─── Listed entries
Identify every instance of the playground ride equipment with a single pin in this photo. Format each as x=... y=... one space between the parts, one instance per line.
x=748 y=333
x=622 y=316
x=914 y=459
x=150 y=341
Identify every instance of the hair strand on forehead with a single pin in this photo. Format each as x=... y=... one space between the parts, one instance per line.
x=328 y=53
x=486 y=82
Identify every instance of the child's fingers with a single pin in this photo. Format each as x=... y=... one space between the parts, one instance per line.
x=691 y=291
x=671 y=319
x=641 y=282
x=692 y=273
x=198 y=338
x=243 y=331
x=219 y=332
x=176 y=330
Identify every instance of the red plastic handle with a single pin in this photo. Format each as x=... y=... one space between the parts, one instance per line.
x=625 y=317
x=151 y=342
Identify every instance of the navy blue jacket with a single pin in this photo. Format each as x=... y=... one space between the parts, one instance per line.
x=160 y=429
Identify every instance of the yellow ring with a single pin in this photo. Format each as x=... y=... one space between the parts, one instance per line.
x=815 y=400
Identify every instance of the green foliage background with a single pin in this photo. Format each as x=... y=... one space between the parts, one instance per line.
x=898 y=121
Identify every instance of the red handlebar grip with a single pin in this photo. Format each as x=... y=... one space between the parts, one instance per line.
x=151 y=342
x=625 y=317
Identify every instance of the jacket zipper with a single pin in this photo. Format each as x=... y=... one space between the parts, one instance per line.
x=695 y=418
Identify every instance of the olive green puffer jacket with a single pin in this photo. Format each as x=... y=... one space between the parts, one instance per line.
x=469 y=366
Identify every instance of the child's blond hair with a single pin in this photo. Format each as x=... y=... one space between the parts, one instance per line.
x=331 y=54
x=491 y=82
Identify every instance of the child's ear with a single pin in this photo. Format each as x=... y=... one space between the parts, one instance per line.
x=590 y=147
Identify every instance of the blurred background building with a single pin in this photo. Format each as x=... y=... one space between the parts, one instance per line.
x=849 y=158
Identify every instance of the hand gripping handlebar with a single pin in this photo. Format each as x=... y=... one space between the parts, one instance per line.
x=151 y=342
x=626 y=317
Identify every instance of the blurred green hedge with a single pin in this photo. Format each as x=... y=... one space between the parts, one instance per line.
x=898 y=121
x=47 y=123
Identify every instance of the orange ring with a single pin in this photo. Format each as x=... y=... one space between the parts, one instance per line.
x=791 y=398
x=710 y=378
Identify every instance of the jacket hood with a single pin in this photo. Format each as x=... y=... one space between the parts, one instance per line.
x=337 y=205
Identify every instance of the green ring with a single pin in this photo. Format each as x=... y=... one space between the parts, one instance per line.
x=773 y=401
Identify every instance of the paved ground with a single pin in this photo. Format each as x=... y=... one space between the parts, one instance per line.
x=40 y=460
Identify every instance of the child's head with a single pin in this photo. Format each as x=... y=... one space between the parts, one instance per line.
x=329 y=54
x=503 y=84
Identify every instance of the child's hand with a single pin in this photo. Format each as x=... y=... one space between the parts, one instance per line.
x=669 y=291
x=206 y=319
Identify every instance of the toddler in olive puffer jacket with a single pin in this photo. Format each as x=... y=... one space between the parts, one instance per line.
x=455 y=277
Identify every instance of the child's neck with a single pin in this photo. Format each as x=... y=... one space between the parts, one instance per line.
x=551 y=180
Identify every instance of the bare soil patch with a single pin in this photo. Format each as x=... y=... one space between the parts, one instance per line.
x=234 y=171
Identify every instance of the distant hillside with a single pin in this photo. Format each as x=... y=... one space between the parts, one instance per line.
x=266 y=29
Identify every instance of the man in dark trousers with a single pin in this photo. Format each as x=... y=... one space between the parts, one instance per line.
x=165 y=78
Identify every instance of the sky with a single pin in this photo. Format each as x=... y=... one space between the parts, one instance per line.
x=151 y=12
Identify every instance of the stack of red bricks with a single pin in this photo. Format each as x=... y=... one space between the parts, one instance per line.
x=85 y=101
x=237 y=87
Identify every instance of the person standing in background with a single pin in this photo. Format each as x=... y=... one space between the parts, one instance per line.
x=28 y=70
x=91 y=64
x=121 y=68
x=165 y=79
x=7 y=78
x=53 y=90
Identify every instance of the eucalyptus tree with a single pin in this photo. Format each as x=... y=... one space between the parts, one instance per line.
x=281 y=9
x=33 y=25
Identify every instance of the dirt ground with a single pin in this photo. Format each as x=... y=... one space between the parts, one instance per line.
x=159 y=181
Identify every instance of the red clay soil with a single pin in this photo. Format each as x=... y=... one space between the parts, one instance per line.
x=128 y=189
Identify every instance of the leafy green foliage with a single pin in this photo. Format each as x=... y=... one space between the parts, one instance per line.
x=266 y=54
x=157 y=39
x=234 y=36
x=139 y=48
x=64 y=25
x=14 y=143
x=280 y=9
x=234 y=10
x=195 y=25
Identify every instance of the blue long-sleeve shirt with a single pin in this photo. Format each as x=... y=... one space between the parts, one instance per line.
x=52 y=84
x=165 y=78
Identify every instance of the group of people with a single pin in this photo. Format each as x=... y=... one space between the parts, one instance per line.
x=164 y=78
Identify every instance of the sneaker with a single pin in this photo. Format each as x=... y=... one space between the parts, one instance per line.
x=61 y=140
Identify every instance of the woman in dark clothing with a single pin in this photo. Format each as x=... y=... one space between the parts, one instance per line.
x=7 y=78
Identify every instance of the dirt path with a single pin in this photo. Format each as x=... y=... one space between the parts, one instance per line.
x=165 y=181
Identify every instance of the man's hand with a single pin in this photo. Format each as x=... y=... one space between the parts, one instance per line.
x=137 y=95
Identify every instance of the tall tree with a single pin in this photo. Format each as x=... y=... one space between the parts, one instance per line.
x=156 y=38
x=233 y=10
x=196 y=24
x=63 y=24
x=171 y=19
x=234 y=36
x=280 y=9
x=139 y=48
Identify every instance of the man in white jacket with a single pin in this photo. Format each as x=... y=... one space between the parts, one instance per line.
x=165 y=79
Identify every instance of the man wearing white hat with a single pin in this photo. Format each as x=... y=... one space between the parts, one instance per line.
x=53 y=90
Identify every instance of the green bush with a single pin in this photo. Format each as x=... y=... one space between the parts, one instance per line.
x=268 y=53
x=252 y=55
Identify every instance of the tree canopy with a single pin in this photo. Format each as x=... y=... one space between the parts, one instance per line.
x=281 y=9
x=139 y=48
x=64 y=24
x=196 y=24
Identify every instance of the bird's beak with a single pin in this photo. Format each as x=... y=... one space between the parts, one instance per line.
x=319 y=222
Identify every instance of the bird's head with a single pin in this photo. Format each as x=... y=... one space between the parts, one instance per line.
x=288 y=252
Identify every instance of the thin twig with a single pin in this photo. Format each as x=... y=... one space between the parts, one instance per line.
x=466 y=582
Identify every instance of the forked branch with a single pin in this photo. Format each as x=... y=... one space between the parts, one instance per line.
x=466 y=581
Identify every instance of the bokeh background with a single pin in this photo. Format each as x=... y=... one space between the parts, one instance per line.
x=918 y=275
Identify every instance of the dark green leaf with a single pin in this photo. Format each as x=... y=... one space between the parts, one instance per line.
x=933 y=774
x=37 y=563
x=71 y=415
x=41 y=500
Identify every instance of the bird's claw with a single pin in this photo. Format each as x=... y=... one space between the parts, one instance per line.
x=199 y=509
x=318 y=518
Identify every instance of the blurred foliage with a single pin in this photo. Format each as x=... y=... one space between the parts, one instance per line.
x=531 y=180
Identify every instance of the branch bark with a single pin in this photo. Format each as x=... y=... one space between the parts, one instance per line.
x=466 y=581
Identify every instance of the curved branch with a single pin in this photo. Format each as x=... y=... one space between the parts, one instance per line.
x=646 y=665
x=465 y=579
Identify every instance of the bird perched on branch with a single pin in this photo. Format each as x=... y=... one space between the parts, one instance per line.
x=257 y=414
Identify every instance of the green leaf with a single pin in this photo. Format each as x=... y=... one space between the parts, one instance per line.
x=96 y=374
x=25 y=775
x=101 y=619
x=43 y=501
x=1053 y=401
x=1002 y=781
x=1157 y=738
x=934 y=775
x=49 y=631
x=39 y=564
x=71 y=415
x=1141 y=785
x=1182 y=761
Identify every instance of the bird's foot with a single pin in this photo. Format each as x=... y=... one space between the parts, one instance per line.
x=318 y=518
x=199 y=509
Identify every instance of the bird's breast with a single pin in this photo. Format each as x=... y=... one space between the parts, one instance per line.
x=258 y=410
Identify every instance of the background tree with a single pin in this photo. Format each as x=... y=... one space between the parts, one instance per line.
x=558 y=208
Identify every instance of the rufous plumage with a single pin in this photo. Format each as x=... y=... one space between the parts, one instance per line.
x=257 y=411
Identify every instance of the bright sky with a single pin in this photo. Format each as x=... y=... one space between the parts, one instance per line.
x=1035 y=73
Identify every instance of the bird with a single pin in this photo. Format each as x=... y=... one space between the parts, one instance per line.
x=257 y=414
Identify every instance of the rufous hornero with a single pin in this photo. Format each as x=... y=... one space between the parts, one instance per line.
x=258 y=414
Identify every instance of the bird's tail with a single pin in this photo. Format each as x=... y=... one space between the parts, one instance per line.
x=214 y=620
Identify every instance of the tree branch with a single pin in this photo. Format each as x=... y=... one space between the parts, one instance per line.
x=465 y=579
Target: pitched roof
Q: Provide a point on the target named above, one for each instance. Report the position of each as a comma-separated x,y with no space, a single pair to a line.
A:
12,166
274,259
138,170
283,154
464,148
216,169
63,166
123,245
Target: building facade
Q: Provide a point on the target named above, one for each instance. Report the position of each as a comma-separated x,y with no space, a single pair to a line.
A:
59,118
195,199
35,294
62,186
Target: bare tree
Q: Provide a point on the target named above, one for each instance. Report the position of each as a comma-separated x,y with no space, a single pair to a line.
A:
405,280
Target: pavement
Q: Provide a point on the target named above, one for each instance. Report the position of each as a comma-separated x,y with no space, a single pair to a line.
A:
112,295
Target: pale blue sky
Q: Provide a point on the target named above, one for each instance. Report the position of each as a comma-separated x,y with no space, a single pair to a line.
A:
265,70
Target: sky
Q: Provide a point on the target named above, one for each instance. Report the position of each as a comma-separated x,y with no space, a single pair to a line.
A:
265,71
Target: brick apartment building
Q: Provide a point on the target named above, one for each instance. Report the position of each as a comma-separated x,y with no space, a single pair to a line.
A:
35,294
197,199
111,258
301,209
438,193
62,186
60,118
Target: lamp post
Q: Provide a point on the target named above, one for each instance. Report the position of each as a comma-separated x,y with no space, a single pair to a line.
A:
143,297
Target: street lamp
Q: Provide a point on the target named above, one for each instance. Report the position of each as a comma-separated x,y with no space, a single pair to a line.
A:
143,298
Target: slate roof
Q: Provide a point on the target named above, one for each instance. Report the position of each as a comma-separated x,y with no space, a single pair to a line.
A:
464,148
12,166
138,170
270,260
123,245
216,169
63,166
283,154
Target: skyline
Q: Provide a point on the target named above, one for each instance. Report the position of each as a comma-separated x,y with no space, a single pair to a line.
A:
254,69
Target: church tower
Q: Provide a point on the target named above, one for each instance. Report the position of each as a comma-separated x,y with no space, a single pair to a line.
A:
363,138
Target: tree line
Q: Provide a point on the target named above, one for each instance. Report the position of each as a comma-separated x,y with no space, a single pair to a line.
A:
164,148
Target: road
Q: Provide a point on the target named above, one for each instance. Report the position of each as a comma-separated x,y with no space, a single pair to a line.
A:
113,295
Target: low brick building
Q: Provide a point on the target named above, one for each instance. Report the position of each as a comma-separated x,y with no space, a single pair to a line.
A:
──────
= Instructions to follow =
Whenever the string "lamp" shows up in a line of the entries, copy that line.

= Answer for this exercise =
Target: lamp post
Target: street lamp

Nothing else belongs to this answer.